◆ WHAT YOU SHOULD DO
Print every line of the material below, keeping each one unchanged and in its original order.

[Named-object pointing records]
** start **
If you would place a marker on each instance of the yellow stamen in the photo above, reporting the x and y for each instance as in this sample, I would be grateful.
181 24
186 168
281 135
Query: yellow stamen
** end **
◆ EXERCISE RESPONSE
If you would place a marker on each instance of the yellow stamen in the photo above, reporting the x and y for each instance as in this sample, I would be grateful.
181 24
186 168
281 135
Query: yellow stamen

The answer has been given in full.